Entries from a pointing dataset:
-----

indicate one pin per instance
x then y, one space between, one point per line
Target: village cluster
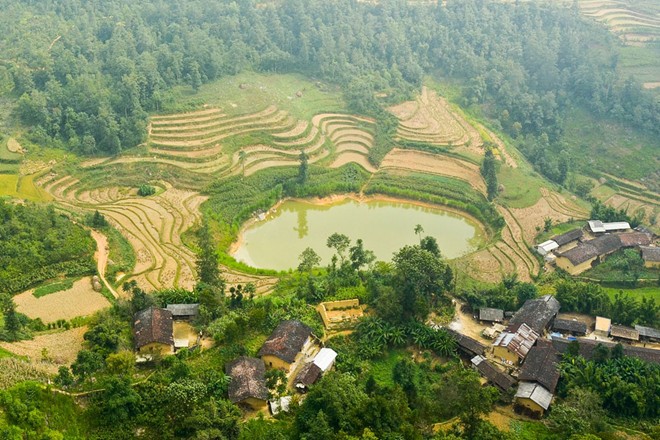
580 249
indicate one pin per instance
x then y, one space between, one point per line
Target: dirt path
101 255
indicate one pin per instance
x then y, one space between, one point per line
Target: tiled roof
541 365
494 375
286 341
488 314
570 326
153 325
567 237
247 379
536 313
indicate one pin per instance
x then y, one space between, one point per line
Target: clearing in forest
80 300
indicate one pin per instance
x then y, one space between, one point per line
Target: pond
384 226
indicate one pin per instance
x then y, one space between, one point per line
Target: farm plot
79 300
435 164
429 119
60 348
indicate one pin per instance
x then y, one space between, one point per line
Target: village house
648 334
599 227
153 332
492 374
491 315
537 313
570 326
311 372
247 386
285 345
512 347
581 258
651 256
624 334
183 312
602 327
538 379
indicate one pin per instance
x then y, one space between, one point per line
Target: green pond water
384 226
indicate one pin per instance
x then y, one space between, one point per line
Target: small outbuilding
624 334
184 312
651 256
153 331
248 383
649 334
491 315
570 326
285 345
602 326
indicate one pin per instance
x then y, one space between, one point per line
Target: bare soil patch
80 300
435 164
62 347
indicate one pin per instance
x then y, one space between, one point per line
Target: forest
527 65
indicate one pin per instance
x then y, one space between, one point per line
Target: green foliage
37 244
146 190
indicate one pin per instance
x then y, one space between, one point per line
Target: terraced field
429 119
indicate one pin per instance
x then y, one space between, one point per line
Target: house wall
254 403
566 264
156 347
275 362
503 352
530 405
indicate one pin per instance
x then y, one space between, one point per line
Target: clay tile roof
567 237
488 314
650 253
619 331
570 326
468 345
247 379
632 239
153 325
541 366
587 346
286 341
494 375
308 375
648 332
536 313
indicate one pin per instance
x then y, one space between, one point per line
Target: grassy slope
261 90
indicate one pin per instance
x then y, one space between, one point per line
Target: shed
533 398
651 256
467 345
634 239
603 326
546 247
536 313
620 332
648 333
153 331
491 315
248 384
285 344
183 311
325 359
570 326
567 237
307 376
542 366
492 373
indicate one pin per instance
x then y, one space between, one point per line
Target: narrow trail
101 256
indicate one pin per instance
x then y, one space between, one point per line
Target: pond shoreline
360 198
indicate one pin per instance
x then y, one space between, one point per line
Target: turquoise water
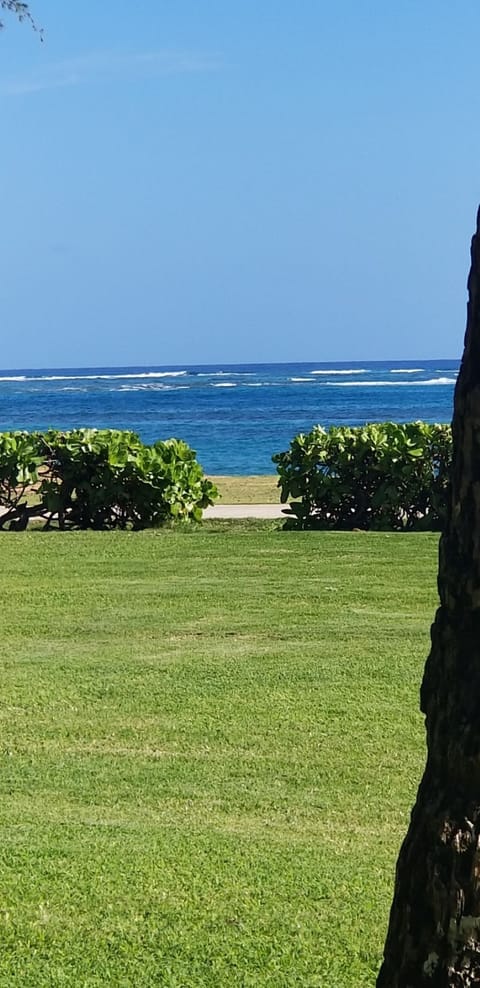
235 415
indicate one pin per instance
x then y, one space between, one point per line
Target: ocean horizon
234 415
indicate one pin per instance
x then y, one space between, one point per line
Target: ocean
234 415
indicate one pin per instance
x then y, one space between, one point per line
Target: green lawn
210 743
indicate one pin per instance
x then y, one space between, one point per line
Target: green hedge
379 476
101 479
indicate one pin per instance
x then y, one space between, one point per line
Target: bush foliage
377 476
101 479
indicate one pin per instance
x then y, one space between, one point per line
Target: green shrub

-----

▶ _BRIEF_
All records must be output exactly as they are, except for the pictures, which are left out.

▶ _CORRECT OUTPUT_
indicate one pin per instance
x then y, one space between, one point per line
Target: village cluster
580 249
indicate one pin per instance
x then y, one space between, one point per line
Target: dirt path
101 255
indicate one pin per instance
x then y, one space between, one point per line
Target: tiled roof
541 365
494 375
286 341
488 314
570 326
153 325
567 237
247 379
536 313
indicate one pin per instance
x then y, one space between, one point per line
Target: clearing in forest
80 300
indicate one pin per instance
x then y, one space between, one point per line
Target: pond
384 226
indicate one pin per instance
x then y, one space between, one point per line
Target: farm plot
79 300
435 164
429 119
60 348
indicate one pin per instance
x then y, one space between, one point per line
Target: village house
648 334
599 227
153 332
492 374
491 315
537 313
570 326
311 372
247 386
285 345
512 347
581 258
651 256
624 334
183 312
602 327
538 379
indicate one pin per instance
x then y, one space between, one point per line
Target: green pond water
384 226
indicate one pin per instance
x then y, one space between, one point per line
Target: small outbuilding
624 334
184 312
651 256
153 331
248 383
649 334
491 315
570 326
285 345
602 326
indicate one pin per instance
x then y, one space between, one point per line
Target: bare soil patch
80 300
435 164
62 347
indicate one pin per instance
x then y, one space between, one point per line
Target: forest
527 65
indicate one pin per instance
x then y, one space between, one point per line
Target: green foliage
37 244
146 190
indicate one pin per instance
x then y, one space between, one point per line
Target: terraced field
429 119
indicate one pin per instance
x then y, one space between, one point per line
Target: house wall
254 403
566 264
156 347
275 362
503 352
530 405
indicate one pin per instance
x then y, one space between, one point per line
Target: clay tile roof
567 237
488 314
650 253
619 331
570 326
468 345
247 379
632 239
153 325
541 366
587 346
286 341
494 375
308 375
648 332
536 313
indicate one pin per instance
x then y, one space between, one point per line
Target: grassy slope
261 90
indicate one pin per instance
x then y, one space between, one point per line
Target: shed
533 398
651 256
467 345
634 239
603 326
546 247
536 313
620 332
648 333
153 331
491 315
248 384
285 344
183 311
325 359
570 326
567 237
307 376
542 366
492 373
indicate one pin per instance
x then y, one space between, one point per line
Target: narrow trail
101 256
indicate one pin per instance
x then y, one space between, one point per line
Target: pond shoreline
360 198
indicate one pin per instance
x then y, one space between, one point per line
Target: turquoise water
235 415
indicate one pin per instance
x then y, one space between, one point per line
Target: ocean horizon
234 415
indicate one pin per instance
x then y, one space between, one point per line
Target: ocean
234 415
indicate one pin per instance
x then y, one space between, one point per line
Target: green lawn
210 743
indicate one pin per instance
x then y, one space between, one point per line
Target: green hedge
379 476
101 479
indicate one pin per instance
x then y, one space between, one point per line
Target: bush foliage
377 476
101 479
indicate one pin per instance
x then y, one space between, one point per line
Target: green shrub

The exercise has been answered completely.